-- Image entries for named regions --
= = =

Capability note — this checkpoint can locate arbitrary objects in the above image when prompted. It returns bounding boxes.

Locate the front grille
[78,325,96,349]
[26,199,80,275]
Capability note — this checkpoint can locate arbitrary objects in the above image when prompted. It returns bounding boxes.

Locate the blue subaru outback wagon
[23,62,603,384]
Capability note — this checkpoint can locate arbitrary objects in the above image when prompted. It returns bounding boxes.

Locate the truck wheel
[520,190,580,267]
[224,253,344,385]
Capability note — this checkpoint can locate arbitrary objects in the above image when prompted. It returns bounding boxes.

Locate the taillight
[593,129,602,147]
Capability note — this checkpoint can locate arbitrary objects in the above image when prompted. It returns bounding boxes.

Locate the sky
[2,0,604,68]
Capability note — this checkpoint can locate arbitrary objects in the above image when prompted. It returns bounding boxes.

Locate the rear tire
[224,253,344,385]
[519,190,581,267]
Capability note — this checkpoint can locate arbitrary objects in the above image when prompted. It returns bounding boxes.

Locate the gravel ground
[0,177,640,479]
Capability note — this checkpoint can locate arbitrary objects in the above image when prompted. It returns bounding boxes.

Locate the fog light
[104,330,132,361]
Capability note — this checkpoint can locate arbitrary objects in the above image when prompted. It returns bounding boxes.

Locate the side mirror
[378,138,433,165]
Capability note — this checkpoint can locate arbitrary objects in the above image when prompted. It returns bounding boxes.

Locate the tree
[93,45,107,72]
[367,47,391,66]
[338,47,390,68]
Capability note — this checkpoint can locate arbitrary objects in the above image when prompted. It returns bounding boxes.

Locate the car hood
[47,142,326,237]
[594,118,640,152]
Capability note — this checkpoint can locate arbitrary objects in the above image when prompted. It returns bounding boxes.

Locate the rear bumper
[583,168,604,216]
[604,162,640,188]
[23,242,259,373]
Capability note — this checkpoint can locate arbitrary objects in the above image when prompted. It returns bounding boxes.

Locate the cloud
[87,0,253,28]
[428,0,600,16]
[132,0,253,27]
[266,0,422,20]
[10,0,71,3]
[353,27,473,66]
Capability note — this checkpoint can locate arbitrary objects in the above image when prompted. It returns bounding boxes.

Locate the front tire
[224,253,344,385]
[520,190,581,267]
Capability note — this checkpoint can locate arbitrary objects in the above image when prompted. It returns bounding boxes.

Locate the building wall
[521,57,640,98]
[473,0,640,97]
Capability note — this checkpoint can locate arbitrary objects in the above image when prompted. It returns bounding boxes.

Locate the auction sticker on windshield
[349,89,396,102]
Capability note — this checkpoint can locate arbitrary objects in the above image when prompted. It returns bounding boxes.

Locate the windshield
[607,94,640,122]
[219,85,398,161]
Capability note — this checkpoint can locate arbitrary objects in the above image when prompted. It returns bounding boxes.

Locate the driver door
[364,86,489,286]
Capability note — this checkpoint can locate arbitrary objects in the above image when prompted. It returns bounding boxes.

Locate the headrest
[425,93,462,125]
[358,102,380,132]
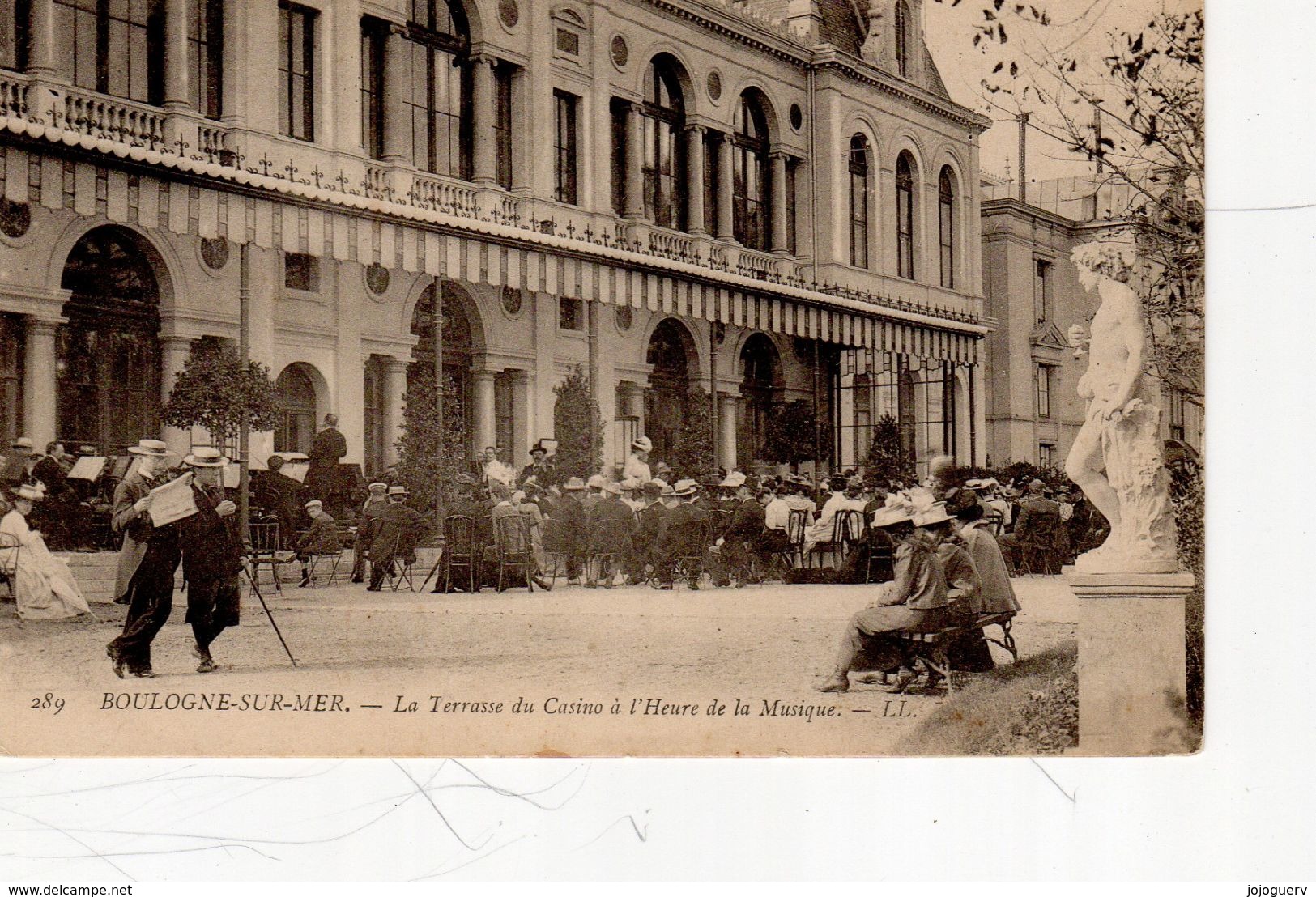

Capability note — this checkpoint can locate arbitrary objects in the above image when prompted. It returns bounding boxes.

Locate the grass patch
[895,640,1078,756]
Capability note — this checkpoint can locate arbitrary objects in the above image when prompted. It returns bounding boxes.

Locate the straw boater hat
[718,471,745,489]
[914,501,954,526]
[671,478,699,499]
[128,440,168,457]
[13,483,46,501]
[183,446,229,467]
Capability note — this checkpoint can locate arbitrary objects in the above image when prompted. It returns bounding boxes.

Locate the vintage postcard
[0,0,1206,756]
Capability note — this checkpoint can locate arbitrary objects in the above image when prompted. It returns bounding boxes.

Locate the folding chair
[493,514,534,592]
[832,510,863,568]
[0,533,21,600]
[863,526,896,585]
[786,508,809,568]
[307,527,343,585]
[434,514,479,594]
[385,533,416,592]
[248,516,296,594]
[671,520,713,589]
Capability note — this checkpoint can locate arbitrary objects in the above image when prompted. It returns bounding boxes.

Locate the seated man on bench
[816,503,954,692]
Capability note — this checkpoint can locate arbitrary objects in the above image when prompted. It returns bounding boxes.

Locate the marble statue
[1065,242,1178,573]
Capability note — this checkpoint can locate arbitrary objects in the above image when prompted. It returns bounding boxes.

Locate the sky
[924,0,1200,181]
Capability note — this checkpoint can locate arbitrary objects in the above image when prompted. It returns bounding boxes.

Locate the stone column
[160,337,192,457]
[1065,567,1194,756]
[507,371,534,470]
[471,371,497,451]
[471,57,497,184]
[771,152,788,255]
[718,133,735,242]
[381,25,411,163]
[28,0,55,75]
[686,125,708,236]
[164,0,192,112]
[23,317,59,451]
[625,103,645,219]
[379,358,407,468]
[718,392,739,471]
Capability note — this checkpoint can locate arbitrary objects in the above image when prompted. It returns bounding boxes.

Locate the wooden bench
[895,613,1019,695]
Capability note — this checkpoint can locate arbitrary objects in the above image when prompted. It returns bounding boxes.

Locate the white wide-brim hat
[128,440,168,457]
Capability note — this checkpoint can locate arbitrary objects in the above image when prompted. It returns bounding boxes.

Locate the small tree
[398,366,467,510]
[863,414,914,484]
[663,385,713,478]
[160,338,279,447]
[553,364,603,478]
[764,398,832,471]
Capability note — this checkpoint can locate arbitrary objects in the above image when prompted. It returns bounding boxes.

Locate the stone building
[0,0,988,471]
[982,177,1203,467]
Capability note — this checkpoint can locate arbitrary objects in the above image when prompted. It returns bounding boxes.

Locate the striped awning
[0,138,986,364]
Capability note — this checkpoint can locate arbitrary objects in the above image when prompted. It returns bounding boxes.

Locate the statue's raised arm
[1065,242,1178,573]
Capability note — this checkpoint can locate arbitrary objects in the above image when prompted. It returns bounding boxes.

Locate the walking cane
[242,556,297,667]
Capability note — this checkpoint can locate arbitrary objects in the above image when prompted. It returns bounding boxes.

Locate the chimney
[1015,112,1028,202]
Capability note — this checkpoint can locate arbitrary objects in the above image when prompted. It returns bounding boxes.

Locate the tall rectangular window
[360,19,388,159]
[54,0,164,105]
[1037,364,1051,417]
[704,131,722,236]
[612,101,628,215]
[786,159,800,255]
[279,2,316,141]
[1037,442,1055,470]
[187,0,224,118]
[1033,259,1051,324]
[553,91,579,205]
[493,65,512,189]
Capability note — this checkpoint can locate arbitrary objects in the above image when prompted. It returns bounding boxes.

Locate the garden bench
[895,613,1019,695]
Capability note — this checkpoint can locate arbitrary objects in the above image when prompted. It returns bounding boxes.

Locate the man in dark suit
[297,499,343,588]
[366,485,429,592]
[105,440,181,678]
[177,448,242,674]
[307,414,347,508]
[999,480,1061,571]
[543,476,587,583]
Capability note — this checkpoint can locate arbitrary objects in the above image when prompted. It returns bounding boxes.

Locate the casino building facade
[0,0,988,472]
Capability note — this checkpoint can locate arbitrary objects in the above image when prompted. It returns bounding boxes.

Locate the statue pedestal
[1065,567,1194,756]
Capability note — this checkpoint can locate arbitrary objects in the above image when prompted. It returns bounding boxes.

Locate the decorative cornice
[0,116,987,338]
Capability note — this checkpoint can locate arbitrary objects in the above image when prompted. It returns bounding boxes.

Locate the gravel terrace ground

= = =

Rewrite the data above with "bounding boxes" swapped for "box coordinates" everywhere and nothing else changed. Leave the pictures out of your answer.

Capability note — this checkpoint can locate arbitrary objects in the above image when prompted. It returns box coordinates.

Locate the front grille
[78,325,96,349]
[26,199,80,275]
Capability note — this checkpoint can locate arbitrary objects in the above image when prompted. It returns box coordinates.

Locate the blue subaru outback wagon
[23,62,603,384]
Capability note — this checkpoint can locate arbitrary objects in the above image when prompted. It returns box coordinates.

Locate the truck wheel
[520,190,580,267]
[224,253,344,385]
Capability note — this checkpoint can locate arbitrary objects in the above image when prompted. It returns box coordinates.

Locate the taillight
[593,129,602,147]
Capability note — this checkpoint can locate arbitrary objects in the above image when prompted. It returns box coordinates.

Locate the sky
[2,0,604,68]
Capability note — this checkpoint can locate arbitrary objects in the above image when prompted. It returns box coordinates.

Locate the rear tire
[224,253,344,385]
[519,190,581,267]
Capability note — this checkpoint can locate arbitrary objects in the above image when prompted. It returns box coordinates.

Locate the gravel ground
[0,177,640,479]
Capability note — this checkpoint can locate arbitrary objects in the above image when prompted. It returns box coordinates.

Locate the fog light
[104,330,132,361]
Capability note — this checkpoint can locate arbitrary objects in the above image when prompted. It returns box coordinates.

Locate the side mirror
[378,138,433,165]
Capability note — this checkpoint can locate arbitrary objects in the above image when prompted. It returns box coordinates.

Locate the tree
[93,45,107,72]
[367,47,391,66]
[338,47,390,68]
Capability note — this checkpoint can locate arbitrary objects in the above image when prompted. It returns box coordinates.

Locate the car hood
[47,142,326,237]
[594,118,640,152]
Capability note — this checkpoint can locate arbitrary objects in the above image when prompted. It returns box coordinates.

Locate the rear bumper
[583,168,604,216]
[604,162,640,188]
[23,242,259,373]
Capability note — this checkpoint can locate arbitrary objects in the above image when prompted. It returns box coordinates.

Locate the cloud
[87,0,253,28]
[428,0,600,16]
[132,0,253,27]
[266,0,422,20]
[10,0,71,3]
[353,27,473,66]
Capability note — this checkpoint can locate arbitrary objects in the above image when prompted. It returns box coordinates.

Locate the front tire
[224,253,344,385]
[520,190,581,267]
Capability note — this checkpoint can locate arbitrary objects in the above image when prompted. It returns box coordinates.

Locate the building wall
[521,57,640,98]
[473,0,640,97]
Capability note — this checkpoint can locate arbitrary objects in the above image when prompted. It returns box coordinates.

Locate the auction sticker on windshield
[349,89,396,102]
Capability note — this checkpoint can locate arbitrary objects in the above image when prompted. It returns box coordinates.

Locate the windshield
[607,94,640,122]
[219,85,398,161]
Capability note — this checkpoint can locate arbitrary objects in the above image when prompted. It returns box coordinates.

Locate the driver door
[364,86,489,286]
Capability note — this checkpoint can locate arbitrary objects in the above image when prompted. It returns box coordinates.

Locate the headrest
[425,93,462,125]
[358,102,380,132]

Capability note — this checkpoint can locate arbitrary objects in the above image when prompted. It returns box coordinates.

Locate the grass patch
[895,640,1078,756]
Capability note — this checkpoint can locate arbitrary objects in the above image when prompted. It returns box coordinates.

Locate the straw boater hat
[718,471,745,489]
[914,501,954,526]
[671,478,699,499]
[128,440,168,457]
[13,483,46,501]
[183,446,229,467]
Capability note — this checkpoint can locate arbitrary objects in the above image when prompted. It returns box coordinates.

Locate the vintage postcard
[0,0,1206,756]
Capability note — this checkpoint can locate arbitrary objects in the above image when prompted. It returns box coordinates.

Locate the folding chair
[493,514,534,592]
[832,510,863,568]
[0,533,21,600]
[863,526,896,585]
[786,508,809,568]
[307,527,343,585]
[434,514,479,594]
[385,533,416,592]
[248,516,296,594]
[671,520,713,589]
Capability note — this checkpoint can locate arbitrary objects in the above image when prompted. It returns box coordinates.

Locate the seated man on bench
[816,503,954,692]
Capability note — this checkpoint can locate arbitrary objects in the above image when prompted. It returns box coordinates.

Locate the marble statue
[1065,242,1178,573]
Capability note — this checkpoint can locate arbitrary objects in the above image when prompted. It returns box coordinates.

Locate the sky
[924,0,1200,181]
Capability note — this checkpoint can locate arbitrary objects in the above image when prompted. It returns box coordinates.

Locate the stone column
[160,337,192,457]
[1065,567,1194,756]
[507,371,534,470]
[471,371,497,451]
[471,57,497,184]
[771,152,788,255]
[718,133,735,242]
[381,25,411,163]
[28,0,55,75]
[686,125,708,236]
[164,0,192,112]
[23,317,59,451]
[625,103,645,219]
[379,358,407,468]
[718,392,739,471]
Capability note — this checkpoint can locate arbitrary objects in the above image when prompted. It returns box coordinates.

Locate the wooden bench
[895,613,1019,695]
Capability note — this checkpoint can locate arbitrary objects in the above image when prompted. It returns box coordinates.

Locate the white wide-brim hat
[128,440,168,457]
Capability note — this checkpoint can locate arbitrary objects in the above image when prompted. It returns box coordinates.

Locate the small tree
[398,366,467,510]
[863,414,914,484]
[663,385,713,478]
[160,338,279,447]
[553,364,603,478]
[764,398,832,471]
Capability note — this checkpoint can locate arbitrary objects in the above image when prompted. It returns box coordinates.

Locate the stone building
[0,0,988,471]
[982,177,1203,467]
Capability note — this checkpoint can locate arbitrary objects in the above image when prompted. It returns box coordinates.

Locate the striped awning
[0,138,986,364]
Capability note — this checkpoint can locate arbitrary objects in the above image when prompted. It returns box coordinates.

Locate the statue's raised arm
[1065,242,1178,573]
Capability note — this checkpoint can locate arbitrary objects in the above image when prompted. It returns box coordinates.

Locate the walking cane
[242,556,297,667]
Capability note — this checkpoint can locate arbitrary objects in the above image when prompted. It returns box coordinates.

Locate the chimney
[1015,112,1028,202]
Capability note — this checkpoint can locate arbitrary objects in the above image when prompted. It returns box coordinates.

Locate the tall rectangular window
[360,19,388,159]
[54,0,164,105]
[1037,364,1051,417]
[704,131,722,236]
[612,101,628,215]
[786,159,800,255]
[279,2,316,141]
[1037,442,1055,470]
[187,0,224,118]
[1033,259,1051,324]
[553,91,579,205]
[493,65,512,189]
Capability note — this checkpoint can locate arbitrary objects in the above image when prompted. It returns box coordinates.

Locate the garden bench
[895,613,1019,695]
Capability note — this checkpoint can locate arbitrary objects in the above image when prompted. It returns box coordinates.

Locate the man in dark suit
[297,499,343,588]
[366,485,429,592]
[105,440,181,678]
[177,448,242,674]
[307,414,347,508]
[999,480,1061,571]
[543,476,587,583]
Capability note — this checkpoint can locate arbitrary objects in the above image when prompted. It returns box coordinates.

Locate the casino building facade
[0,0,988,472]
Capability note — this checkpoint can locate arbitrary objects in the above image when prompted. It returns box coordinates.

Locate the statue pedestal
[1065,567,1194,756]
Capability note — this checkpoint can locate arbitrary objects in the above image when prompted. It returns box coordinates.

Locate the decorative cornice
[0,116,987,338]
Capability note — this checkpoint can locate arbitrary objects in the above image when prompted. It returns box coordinates.

Locate the gravel terrace ground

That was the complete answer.